» **Task brief**: Drop every image, then reproduce the data exactly as given.

Collected data entries
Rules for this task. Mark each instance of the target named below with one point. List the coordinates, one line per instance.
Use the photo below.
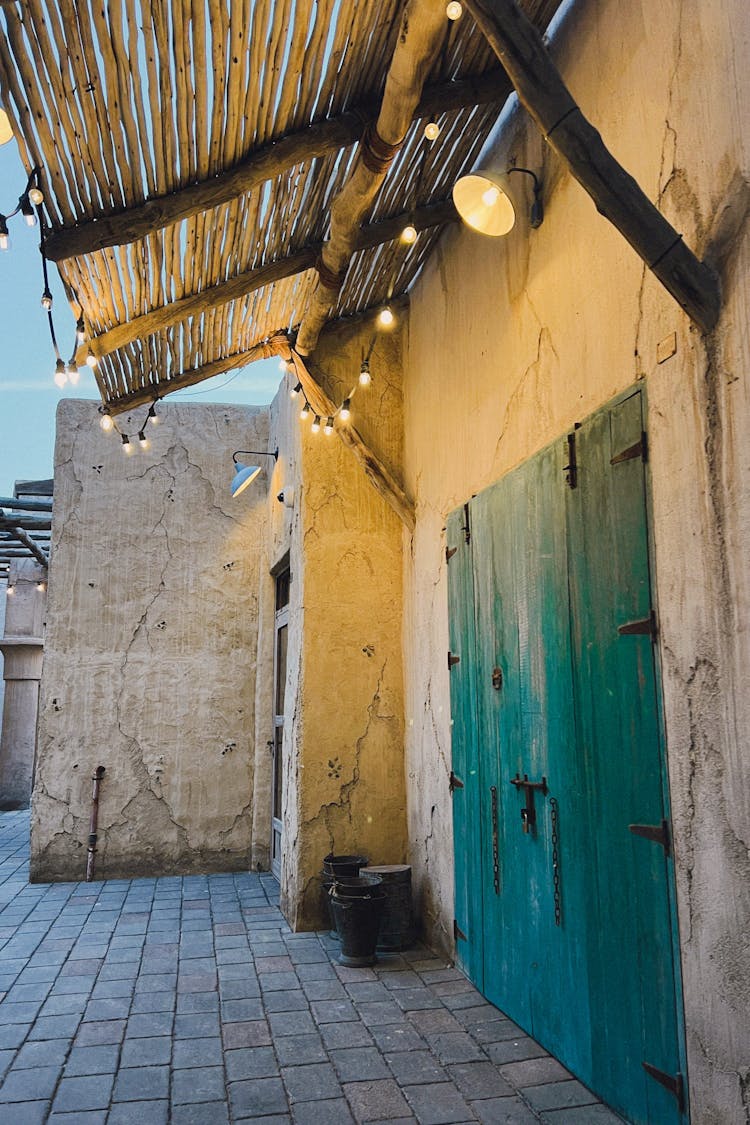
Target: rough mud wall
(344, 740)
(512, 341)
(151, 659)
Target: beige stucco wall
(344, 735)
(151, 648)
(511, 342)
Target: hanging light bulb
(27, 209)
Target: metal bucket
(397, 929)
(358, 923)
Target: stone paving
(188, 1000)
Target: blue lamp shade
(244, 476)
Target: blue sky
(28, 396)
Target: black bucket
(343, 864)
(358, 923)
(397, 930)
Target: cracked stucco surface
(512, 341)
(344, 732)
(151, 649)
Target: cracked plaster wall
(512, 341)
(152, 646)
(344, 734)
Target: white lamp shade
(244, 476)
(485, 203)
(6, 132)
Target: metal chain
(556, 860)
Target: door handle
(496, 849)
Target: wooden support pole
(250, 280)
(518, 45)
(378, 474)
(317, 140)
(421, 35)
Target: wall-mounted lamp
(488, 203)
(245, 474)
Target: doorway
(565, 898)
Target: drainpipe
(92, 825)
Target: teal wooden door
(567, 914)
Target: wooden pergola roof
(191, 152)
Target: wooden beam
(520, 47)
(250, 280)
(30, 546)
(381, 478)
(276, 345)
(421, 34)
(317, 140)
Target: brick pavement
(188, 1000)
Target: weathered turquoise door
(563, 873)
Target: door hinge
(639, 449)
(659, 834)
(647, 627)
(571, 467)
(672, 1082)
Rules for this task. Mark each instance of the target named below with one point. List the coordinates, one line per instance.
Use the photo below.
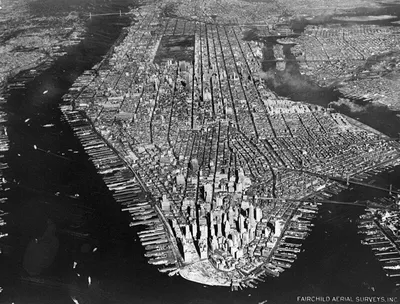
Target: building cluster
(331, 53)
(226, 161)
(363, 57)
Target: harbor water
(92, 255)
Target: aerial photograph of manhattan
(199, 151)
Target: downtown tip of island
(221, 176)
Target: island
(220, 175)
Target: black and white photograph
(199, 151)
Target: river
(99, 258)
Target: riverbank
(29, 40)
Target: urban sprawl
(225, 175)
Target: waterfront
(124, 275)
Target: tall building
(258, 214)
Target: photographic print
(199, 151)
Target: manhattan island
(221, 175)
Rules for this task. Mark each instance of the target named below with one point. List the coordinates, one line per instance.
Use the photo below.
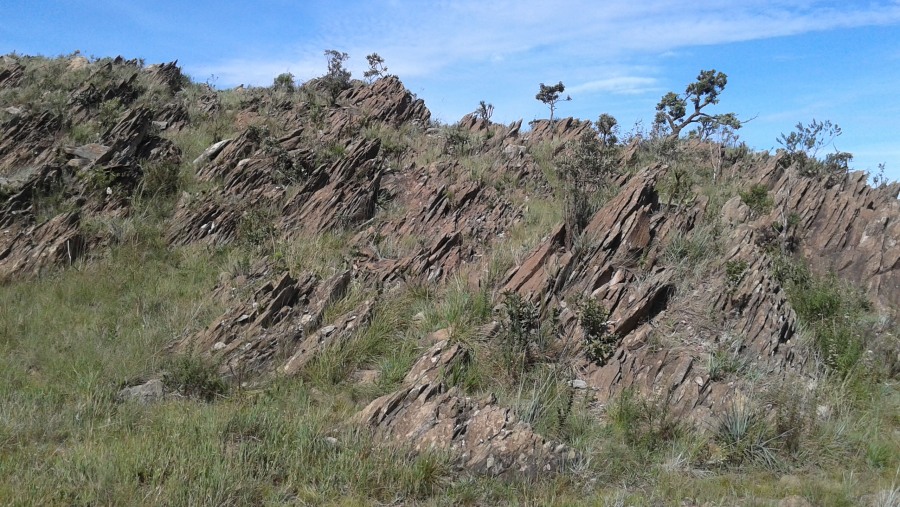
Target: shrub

» **Result of this exercise**:
Rules for this task. Mark each instance of the target named below with one point. List the coordinates, one line per instance.
Use the photo below.
Target: rough mud wall
(344, 740)
(512, 341)
(151, 659)
Target: beige stucco wall
(344, 735)
(151, 648)
(511, 342)
Target: hanging light bulb
(27, 209)
Target: metal bucket
(397, 929)
(358, 923)
Target: stone paving
(188, 1000)
Target: blue lamp shade
(244, 476)
Target: blue sky
(28, 396)
Target: black bucket
(343, 864)
(358, 923)
(397, 930)
Target: cracked stucco surface
(512, 341)
(344, 732)
(151, 649)
Target: cracked plaster wall
(512, 341)
(152, 646)
(344, 734)
Target: white lamp shade
(244, 476)
(485, 203)
(6, 132)
Target: metal chain
(556, 860)
Target: door handle
(496, 849)
Target: wooden support pole
(250, 280)
(518, 45)
(378, 474)
(317, 140)
(421, 35)
Target: wall-mounted lamp
(488, 203)
(245, 474)
Target: doorway
(565, 898)
Target: drainpipe
(92, 825)
Target: teal wooden door
(567, 914)
Target: wooden pergola roof
(191, 152)
Target: wooden beam
(520, 47)
(250, 280)
(30, 546)
(381, 478)
(276, 345)
(421, 34)
(317, 140)
Target: brick pavement
(188, 1000)
Target: weathered turquoise door
(563, 873)
Target: door hinge
(639, 449)
(659, 834)
(647, 627)
(571, 467)
(672, 1082)
Rules for this task. Mark each instance of the target named below with one point. List the coordinates, one line per instance.
Use the photo below.
Target: building cluster
(331, 53)
(226, 161)
(363, 57)
Target: harbor water
(92, 255)
Target: aerial photograph of manhattan
(199, 151)
Target: downtown tip of island
(221, 176)
Target: island
(220, 175)
Target: black and white photograph
(199, 151)
Target: river
(99, 258)
Target: riverbank
(29, 40)
Target: urban sprawl
(225, 175)
Target: waterfront
(124, 275)
Target: tall building
(258, 214)
Target: photographic print
(199, 151)
Target: manhattan island
(221, 175)
Rules for this task. Mark each instance of the target named below with one point. List the coordinates, one line per instance.
Use the photo below.
Target: shrub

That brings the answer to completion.